(GOAL OF THE EXERCISE)
Count the lines below that contain the word "instance", and reply with that number alone.

(STORED ROWS)
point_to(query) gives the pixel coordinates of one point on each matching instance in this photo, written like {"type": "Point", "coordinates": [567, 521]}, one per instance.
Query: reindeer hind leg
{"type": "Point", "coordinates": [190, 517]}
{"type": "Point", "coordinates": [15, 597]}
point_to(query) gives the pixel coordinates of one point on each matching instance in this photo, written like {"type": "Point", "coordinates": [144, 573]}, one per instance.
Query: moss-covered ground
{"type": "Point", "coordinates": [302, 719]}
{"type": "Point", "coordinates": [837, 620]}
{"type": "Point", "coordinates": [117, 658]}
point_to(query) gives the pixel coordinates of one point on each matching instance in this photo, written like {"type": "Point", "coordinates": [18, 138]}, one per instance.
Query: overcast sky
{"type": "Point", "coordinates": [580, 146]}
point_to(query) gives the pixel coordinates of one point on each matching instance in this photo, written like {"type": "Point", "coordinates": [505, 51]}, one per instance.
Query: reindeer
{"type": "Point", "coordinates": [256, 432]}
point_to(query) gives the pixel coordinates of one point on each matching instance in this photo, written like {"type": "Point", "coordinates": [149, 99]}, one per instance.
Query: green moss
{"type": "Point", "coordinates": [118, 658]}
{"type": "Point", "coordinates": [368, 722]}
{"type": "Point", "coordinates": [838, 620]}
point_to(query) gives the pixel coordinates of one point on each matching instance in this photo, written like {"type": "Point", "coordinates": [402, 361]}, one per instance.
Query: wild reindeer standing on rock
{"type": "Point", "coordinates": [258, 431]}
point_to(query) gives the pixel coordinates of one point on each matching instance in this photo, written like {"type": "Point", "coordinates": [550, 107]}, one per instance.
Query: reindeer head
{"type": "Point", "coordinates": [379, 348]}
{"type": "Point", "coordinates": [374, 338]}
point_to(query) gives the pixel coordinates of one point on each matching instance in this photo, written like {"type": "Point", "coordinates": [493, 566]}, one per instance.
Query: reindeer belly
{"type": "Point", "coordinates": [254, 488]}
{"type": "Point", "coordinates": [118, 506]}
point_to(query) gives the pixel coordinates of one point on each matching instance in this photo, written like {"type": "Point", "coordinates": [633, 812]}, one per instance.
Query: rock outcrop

(WORKED SOLUTION)
9